Trust-Mediated Cooperation: The trust dynamics create a novel mechanism for cooperation:

Cooperation sustainable iff: ∂U/∂τ × ∂τ/∂a > temptation_gain

Where the left side captures the long-term value of trust investment.

Connections to Prior Work

Concept	TrustDilemma-v0	Classical Reference
Continuous cooperation	$a_i \in [0, e_i]$	Discrete {C, D} in Axelrod (1984)
State-dependent payoffs	Trust modulation $\tau$	Stateless in classical IPD
Asymmetric dynamics	$\lambda^- = 3 \times \lambda^+$	Symmetric in standard models
Reputation effects	Ceiling $\Theta = 1 - R$	No reputation in basic IPD
Complementarity	$\gamma$-weighted synergy	Not present in classical

Literature Connections

Axelrod (1984): The foundational work on IPD tournaments. TrustDilemma-v0 extends this by:

Continuous actions (allows graduated responses)
Trust state (enables history-dependent but Markovian strategies)
Complementarity (rewards coordinated high cooperation)

Lerer & Peysakhovich (2017): “Maintaining Cooperation in Complex Social Dilemmas” studies deep RL in social dilemmas. TrustDilemma-v0 provides:

Similar mixed-motive structure
Richer state dynamics (trust, reputation)
Continuous action complexity

Leibo et al. (2017): Sequential social dilemmas in grid-worlds. TrustDilemma-v0 differs by:

Direct strategic interaction (not spatially mediated)
Explicit trust dynamics (not emergent from grid mechanics)
Continuous rather than discrete action timing

Equilibrium Analysis

Stage-Game Nash Equilibrium

In the single-shot game (ignoring trust dynamics), we analyze best responses:

Best Response Functions: For agent $i$ with utility $U_i = (e_i - a_i) + \theta \cdot \ln(1 + a_i) + \alpha_i \cdot G(\mathbf{a}) + D_{ij} \cdot \pi_j$:

∂U_i/∂a_i = -1 + θ/(1 + a_i) + α_i·∂G/∂a_i = 0

Solving for interior solutions:

a_i* ≈ θ - 1 + α_i·(∂G/∂a_i)

--------------------------------

**REQUIREMENT 1:** List every concept named in the comparison table of the TrustDilemma-v0 passage.
**REQUIREMENT 2:**
Answer these from the TrustDilemma-v0 passage:
(a) How does the comparison table describe payoffs in classical IPD?
(b) What did Leibo et al. (2017) study?
(c) What is the title of the Lerer & Peysakhovich (2017) work?
The entries that follow are separate material from the TrustDilemma-v0 passage.

**DATA SECTION:**
--------------------------------

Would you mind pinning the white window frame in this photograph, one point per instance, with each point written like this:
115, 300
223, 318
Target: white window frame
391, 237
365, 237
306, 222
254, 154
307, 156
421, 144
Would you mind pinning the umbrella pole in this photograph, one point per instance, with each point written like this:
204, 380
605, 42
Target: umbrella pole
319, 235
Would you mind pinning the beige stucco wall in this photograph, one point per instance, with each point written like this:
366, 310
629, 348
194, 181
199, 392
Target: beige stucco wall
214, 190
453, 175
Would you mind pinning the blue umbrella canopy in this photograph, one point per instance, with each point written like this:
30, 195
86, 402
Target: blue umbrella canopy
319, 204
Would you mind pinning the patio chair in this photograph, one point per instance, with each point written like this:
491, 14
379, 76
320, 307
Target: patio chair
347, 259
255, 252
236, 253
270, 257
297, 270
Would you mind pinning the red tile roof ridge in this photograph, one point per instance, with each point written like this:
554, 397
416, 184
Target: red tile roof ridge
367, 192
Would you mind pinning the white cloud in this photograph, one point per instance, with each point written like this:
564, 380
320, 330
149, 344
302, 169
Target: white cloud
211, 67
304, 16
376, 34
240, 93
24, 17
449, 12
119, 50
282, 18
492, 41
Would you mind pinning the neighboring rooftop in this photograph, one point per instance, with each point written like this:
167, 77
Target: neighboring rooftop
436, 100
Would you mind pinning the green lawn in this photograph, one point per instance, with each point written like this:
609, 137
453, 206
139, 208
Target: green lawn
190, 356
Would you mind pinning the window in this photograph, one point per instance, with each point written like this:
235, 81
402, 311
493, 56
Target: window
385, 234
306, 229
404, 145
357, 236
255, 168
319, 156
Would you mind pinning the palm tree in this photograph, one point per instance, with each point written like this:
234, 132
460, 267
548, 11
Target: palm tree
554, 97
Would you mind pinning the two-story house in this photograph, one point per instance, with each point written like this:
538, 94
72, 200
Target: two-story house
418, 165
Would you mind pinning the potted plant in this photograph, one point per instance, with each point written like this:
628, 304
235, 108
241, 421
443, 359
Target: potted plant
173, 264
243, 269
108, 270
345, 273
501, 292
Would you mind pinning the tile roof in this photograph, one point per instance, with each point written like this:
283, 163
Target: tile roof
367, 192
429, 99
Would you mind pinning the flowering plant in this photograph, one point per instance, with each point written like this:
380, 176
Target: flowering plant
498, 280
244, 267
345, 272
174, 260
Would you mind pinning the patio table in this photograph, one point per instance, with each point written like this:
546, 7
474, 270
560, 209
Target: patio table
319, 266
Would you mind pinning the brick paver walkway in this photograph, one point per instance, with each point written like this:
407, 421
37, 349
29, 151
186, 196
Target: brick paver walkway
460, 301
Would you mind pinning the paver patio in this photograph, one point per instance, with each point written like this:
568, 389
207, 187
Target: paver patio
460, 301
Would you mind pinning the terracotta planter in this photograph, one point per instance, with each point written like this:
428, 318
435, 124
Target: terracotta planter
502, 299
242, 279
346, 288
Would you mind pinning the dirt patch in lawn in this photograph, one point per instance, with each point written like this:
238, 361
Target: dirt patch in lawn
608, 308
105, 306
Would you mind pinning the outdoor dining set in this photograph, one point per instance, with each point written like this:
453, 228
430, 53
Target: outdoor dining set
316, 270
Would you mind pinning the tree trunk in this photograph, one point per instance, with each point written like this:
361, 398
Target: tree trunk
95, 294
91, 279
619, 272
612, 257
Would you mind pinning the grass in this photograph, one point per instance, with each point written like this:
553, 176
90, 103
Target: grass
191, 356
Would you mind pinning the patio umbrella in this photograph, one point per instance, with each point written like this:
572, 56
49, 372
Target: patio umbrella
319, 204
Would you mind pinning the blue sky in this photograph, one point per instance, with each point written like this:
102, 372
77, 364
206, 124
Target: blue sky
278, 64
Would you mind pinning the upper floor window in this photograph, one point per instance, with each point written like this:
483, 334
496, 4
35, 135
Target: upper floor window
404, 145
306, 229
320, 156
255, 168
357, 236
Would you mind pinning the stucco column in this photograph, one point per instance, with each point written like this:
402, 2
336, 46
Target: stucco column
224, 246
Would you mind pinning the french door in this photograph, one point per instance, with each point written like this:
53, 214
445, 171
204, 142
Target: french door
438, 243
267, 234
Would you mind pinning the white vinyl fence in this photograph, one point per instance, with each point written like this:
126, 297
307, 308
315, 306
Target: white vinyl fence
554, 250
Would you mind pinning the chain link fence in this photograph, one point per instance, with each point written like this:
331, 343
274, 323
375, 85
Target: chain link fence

--------------------------------

**REPLY 1:**
Continuous cooperation
State-dependent payoffs
Asymmetric dynamics
Reputation effects
Complementarity

**REPLY 2:**
(a) Stateless.
(b) Sequential social dilemmas in grid-worlds.
(c) "Maintaining Cooperation in Complex Social Dilemmas"